§ **What to do**: Restate every record exactly as it is written, while omitting the pictures it holds.

§ **Supplied information**:
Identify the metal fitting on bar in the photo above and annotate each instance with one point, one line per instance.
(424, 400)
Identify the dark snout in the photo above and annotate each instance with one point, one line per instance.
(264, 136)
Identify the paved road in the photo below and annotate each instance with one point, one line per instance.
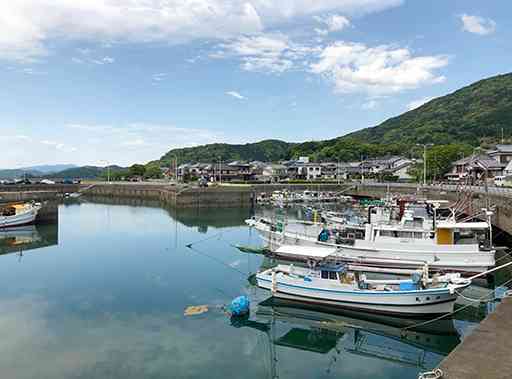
(503, 191)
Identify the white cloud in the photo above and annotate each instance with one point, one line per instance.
(355, 67)
(104, 60)
(159, 77)
(321, 32)
(236, 95)
(477, 25)
(418, 103)
(370, 104)
(28, 26)
(270, 53)
(334, 22)
(59, 146)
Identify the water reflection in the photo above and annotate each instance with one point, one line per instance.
(325, 330)
(107, 301)
(24, 238)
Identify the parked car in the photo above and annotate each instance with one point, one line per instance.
(503, 181)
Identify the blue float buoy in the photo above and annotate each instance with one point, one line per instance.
(240, 306)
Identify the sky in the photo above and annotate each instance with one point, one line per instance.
(123, 81)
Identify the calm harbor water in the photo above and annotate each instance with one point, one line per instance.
(102, 295)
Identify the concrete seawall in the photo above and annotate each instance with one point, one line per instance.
(501, 202)
(245, 196)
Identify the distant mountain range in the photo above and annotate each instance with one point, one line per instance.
(33, 170)
(48, 169)
(57, 171)
(473, 115)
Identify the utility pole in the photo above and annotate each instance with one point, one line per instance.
(424, 165)
(425, 145)
(338, 172)
(220, 170)
(176, 168)
(362, 169)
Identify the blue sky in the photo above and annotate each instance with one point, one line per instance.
(109, 81)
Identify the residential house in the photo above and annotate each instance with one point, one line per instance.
(502, 153)
(402, 171)
(382, 164)
(274, 172)
(330, 170)
(476, 167)
(508, 170)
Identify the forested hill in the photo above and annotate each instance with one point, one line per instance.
(268, 150)
(474, 115)
(468, 115)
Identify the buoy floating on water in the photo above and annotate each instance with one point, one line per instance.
(195, 310)
(240, 306)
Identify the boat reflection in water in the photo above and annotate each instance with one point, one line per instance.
(22, 238)
(326, 330)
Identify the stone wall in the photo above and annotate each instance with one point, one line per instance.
(502, 217)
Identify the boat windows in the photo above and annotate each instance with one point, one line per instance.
(331, 275)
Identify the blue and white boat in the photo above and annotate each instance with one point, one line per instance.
(17, 214)
(334, 285)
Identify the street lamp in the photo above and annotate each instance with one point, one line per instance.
(108, 170)
(425, 145)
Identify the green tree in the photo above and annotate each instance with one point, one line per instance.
(137, 170)
(153, 171)
(439, 160)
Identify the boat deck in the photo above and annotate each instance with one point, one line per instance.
(485, 353)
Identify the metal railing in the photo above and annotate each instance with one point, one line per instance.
(502, 191)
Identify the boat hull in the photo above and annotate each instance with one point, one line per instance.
(24, 218)
(409, 256)
(400, 303)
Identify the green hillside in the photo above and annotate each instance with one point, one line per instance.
(268, 150)
(473, 115)
(470, 115)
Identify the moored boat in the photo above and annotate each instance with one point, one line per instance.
(16, 214)
(334, 285)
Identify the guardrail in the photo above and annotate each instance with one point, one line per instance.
(502, 191)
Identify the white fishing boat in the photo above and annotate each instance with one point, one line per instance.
(445, 245)
(16, 214)
(333, 285)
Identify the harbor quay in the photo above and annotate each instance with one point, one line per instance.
(245, 195)
(483, 354)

§ **Answer box**:
Identify the metal fitting on bar in the photo above and annotate each instance with one point, one line per instance.
(424, 400)
Identify the dark snout in the photo above and annotate each instance with one point, one line per instance.
(264, 136)
Identify the paved road in the photo below and annotate each instance with one point, one line per instance.
(503, 191)
Identify the white cloud in the photo above and annotate each instance with one point, one line per instance.
(355, 67)
(104, 60)
(159, 77)
(321, 32)
(236, 95)
(477, 25)
(418, 103)
(370, 104)
(28, 26)
(270, 53)
(334, 22)
(59, 146)
Identify the water reflection in the photo above and annotate each instance with one point, one line per instance.
(325, 330)
(107, 301)
(24, 238)
Identify the parked car in the photo above and annotate each instance with one point, one line per instance.
(503, 181)
Identify the blue float buoy in the photo above and annotate each instance with one point, one line per instance.
(240, 306)
Identify the sky in the photo above and annotate each instance with one point, one line per instance.
(123, 81)
Identify the calm harbor water in the photo above and annotate each instance with one point, one line per instance.
(102, 295)
Identify the concrete seawall in the photo above and annotate each instance with one point, one line per instance.
(501, 202)
(245, 196)
Identify the distant mountain range in the photo above and annotate each instance with one point, one line per instance.
(33, 170)
(48, 169)
(57, 171)
(473, 115)
Identify the utility pole in the photo above and annotate each instance with one point, one line per instance.
(424, 165)
(425, 145)
(338, 172)
(220, 170)
(176, 168)
(362, 169)
Identify the blue sky in the photo above and annotate each instance with one point, one line per instance.
(109, 81)
Identify the residential house in the photo above and annotate each instance with one point, one line per instance.
(502, 153)
(402, 171)
(382, 164)
(274, 172)
(330, 170)
(476, 167)
(508, 170)
Identify the forested hill in the photo above and annotate each instance with one point, one line per instance.
(268, 150)
(474, 115)
(468, 115)
Identify the buoy floating on water in the photo above and annotate each instance with one point, one line per instance.
(195, 310)
(240, 306)
Identify the boat reflection in water in the photo above and annotate each instance with one point, one line per instance.
(22, 238)
(326, 330)
Identify the stone wall in the photo above and annotate each instance with one point, one line per instance.
(502, 217)
Identify the boat windows in the photo above and annotate each instance with one point, one line per instance.
(331, 275)
Identify the blue and white boat in the photo above and annotate each instance with one point, one line per instance.
(17, 214)
(334, 285)
Identify the street lamp in the photo above and annotate each instance with one point, one line per instance.
(108, 170)
(425, 145)
Identify the green tree in the photo above and annotate each instance with one point, one line per instance.
(137, 170)
(153, 171)
(439, 160)
Identify the boat deck in the photo above and annotate each instance with one point, one line per instance.
(485, 353)
Identify the metal railing in the photo above and annotate each instance with one point, one line per instance.
(502, 191)
Identify the boat hull in the photo above and annotate each instance with one point, one line per instance.
(24, 218)
(409, 256)
(400, 303)
Identify the green hillside in the photo above and annotate each instance with one point, one line per instance.
(268, 150)
(473, 115)
(470, 115)
Identify the moored boat in the photo above and annotate each instance with one point, one line per instance.
(16, 214)
(334, 285)
Identify the guardrail in the photo above and annotate each instance with one point, one line per instance.
(502, 191)
Identify the white fishing boat in the photo above and annotate each instance with one point, one line per instance.
(445, 245)
(16, 214)
(333, 285)
Identify the harbor quay in the photo above and annotate each instance with one point, one line per instance.
(245, 195)
(483, 354)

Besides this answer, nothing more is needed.